(Saved data entries)
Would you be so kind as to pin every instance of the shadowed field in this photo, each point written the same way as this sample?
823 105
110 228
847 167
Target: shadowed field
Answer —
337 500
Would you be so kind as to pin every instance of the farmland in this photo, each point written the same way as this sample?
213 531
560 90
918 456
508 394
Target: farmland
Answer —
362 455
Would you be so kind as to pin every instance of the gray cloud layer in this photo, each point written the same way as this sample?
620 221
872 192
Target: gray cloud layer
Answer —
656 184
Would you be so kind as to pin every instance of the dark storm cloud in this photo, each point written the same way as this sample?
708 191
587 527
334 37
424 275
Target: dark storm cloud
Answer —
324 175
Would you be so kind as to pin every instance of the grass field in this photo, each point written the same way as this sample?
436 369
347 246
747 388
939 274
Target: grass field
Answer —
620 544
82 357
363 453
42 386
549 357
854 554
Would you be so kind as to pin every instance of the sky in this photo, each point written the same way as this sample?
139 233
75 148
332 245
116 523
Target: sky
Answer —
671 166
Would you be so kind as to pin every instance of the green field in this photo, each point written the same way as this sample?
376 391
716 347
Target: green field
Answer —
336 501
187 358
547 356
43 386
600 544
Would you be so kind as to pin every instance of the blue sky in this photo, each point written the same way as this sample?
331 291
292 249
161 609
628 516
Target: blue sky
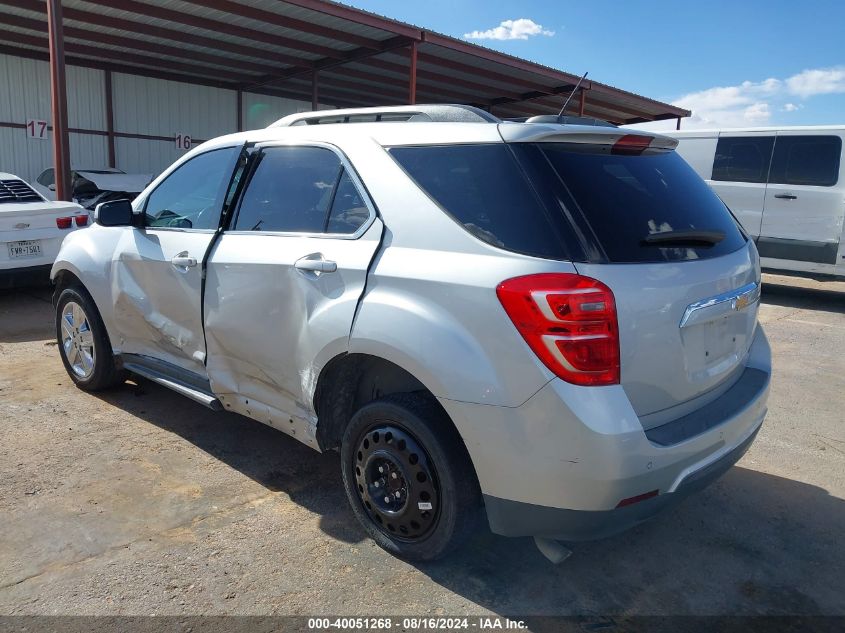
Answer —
740 63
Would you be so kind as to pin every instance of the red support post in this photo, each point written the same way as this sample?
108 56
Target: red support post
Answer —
412 87
58 100
109 117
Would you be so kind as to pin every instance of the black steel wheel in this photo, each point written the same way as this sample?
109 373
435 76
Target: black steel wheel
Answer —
408 476
396 482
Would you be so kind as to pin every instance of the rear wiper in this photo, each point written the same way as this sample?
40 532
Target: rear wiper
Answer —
683 238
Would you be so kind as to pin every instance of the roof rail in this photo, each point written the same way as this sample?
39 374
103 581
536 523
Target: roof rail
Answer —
440 113
563 120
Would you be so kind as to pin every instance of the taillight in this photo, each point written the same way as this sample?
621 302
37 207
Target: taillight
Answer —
569 321
631 144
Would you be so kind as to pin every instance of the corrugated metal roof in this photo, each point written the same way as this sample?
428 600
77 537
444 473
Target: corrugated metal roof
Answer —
274 45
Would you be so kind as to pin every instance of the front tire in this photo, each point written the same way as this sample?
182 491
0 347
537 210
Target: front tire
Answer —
408 477
83 342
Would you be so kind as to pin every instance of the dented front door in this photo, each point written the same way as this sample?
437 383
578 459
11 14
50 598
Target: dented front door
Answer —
158 270
158 292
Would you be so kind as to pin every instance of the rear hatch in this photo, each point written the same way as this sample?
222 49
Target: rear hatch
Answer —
684 277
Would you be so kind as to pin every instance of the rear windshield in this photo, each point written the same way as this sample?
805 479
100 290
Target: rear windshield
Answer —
562 201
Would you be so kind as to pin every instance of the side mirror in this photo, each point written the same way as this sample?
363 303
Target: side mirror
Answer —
114 213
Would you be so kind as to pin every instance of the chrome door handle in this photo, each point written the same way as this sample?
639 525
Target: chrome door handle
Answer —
183 261
316 264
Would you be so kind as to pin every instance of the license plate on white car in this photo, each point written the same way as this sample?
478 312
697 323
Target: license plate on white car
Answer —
27 248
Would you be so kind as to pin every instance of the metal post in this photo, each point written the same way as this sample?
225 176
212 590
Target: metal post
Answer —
412 87
58 100
109 118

**Task to carry out:**
Without the pictures, return the entries exactly as they appear.

**Answer section:**
Would you be so kind as to pin every instance of the shadowed field in this photo, each point written the same way as this sample?
823 105
110 228
847 167
Target: shadowed field
Answer —
337 500
Would you be so kind as to pin every instance of the farmland in this photo, each point written the same way as this sample?
213 531
560 90
918 456
508 394
Target: farmland
Answer —
362 455
Would you be so kind as to pin every instance of the gray cloud layer in this photo, each point written the same way as this sample?
620 221
872 192
Target: gray cloud layer
Answer —
656 184
Would you be so kind as to pin every instance of the dark storm cloud in this photo, each point written the same way as this sample?
708 191
587 527
334 37
424 275
Target: dark storm cloud
Answer —
324 175
Would you be so kind as to pin every instance of the grass field in this photo, each point written the same way as this sample?
436 369
347 246
747 388
939 274
Target: grass field
Answer —
620 544
82 357
363 453
42 386
549 357
854 554
Would you be so kind as to pin every instance of the sky in this photo, each point written the same way as this sample?
139 233
75 148
332 245
116 523
Target: sky
Answer —
671 166
Would you be so kind as to pin every instance of the green field in this photo, each point written the same way as this sample?
376 391
716 347
Target: green field
Answer —
336 501
187 358
547 356
43 386
600 544
Would you be so kind as to pin every instance of the blue sky in this photo, each point written the same way as this sample?
331 291
292 249
161 609
628 516
Target: blue sky
Answer —
740 63
Would you be so kind as to pin every instance of the red support post in this photo, each point written the same way as this sample?
108 56
Target: red support post
Answer —
412 87
58 100
109 117
Would you be so kind as to pin every instance of the black steel wheel in this photo, each point written the same way as this sample?
109 373
435 76
Target: black steel wheel
Answer —
408 476
396 482
Would you be so kind as to pin every instance of the rear wiper in this photo, each point written the same way as this sample?
40 532
Target: rear wiper
Answer —
683 238
Would you be so kind as to pin every instance of the roof rail in this photo, each point written the same way as this sample?
39 374
103 581
536 523
Target: roof rail
Answer —
440 113
563 120
Would you be so kind as to pin every instance of the taillight in this photo, each point written the same way as this sample?
621 302
37 207
Target: taillight
Answer —
569 321
631 144
Would you be so kind as to pin every instance of the corrugated metal roof in this photo, each point written the same way as this sample?
428 600
77 537
444 473
Target: corrugated metal roof
Answer —
274 45
Would you be so kind as to pin every instance of the front tire in this photo, each point written the same way as this sample?
182 491
0 347
537 210
Target: front tire
Answer —
408 477
83 342
Would you be so kind as to pin every instance of the dented front door in this photo, each point written the same way as this sample?
437 383
578 459
11 14
50 598
Target: dented front door
Answer —
158 270
158 292
Would you be so kind as to pin every instance of the rear hatch in this photo, each point written the same way as this sample?
222 49
Target: rear hatch
Answer —
684 277
Would you be so kind as to pin every instance of the rear windshield in this photo, each point written the same way as this sample?
805 479
100 290
Target: rear windshield
Answer —
562 201
Would you be so kind as to pin every instance of the side mirror in this photo, each point written the same way as this sample?
363 303
Target: side mirror
Answer —
114 213
Would you be so kind as to pin every instance of the chrome door handle in this photo, each point written the same way as this sample?
639 525
Target: chrome door handle
Answer —
183 261
316 264
Would you be so kind as to pin every instance of the license plate on white car in this photo, each point written the same way as this sample?
478 312
697 323
Target: license plate on white car
Answer —
27 248
Would you be so kind as to pin every instance of the metal post in this photo, each point written the same way as this sample?
225 176
212 590
Target: metal post
Answer —
412 87
58 100
109 118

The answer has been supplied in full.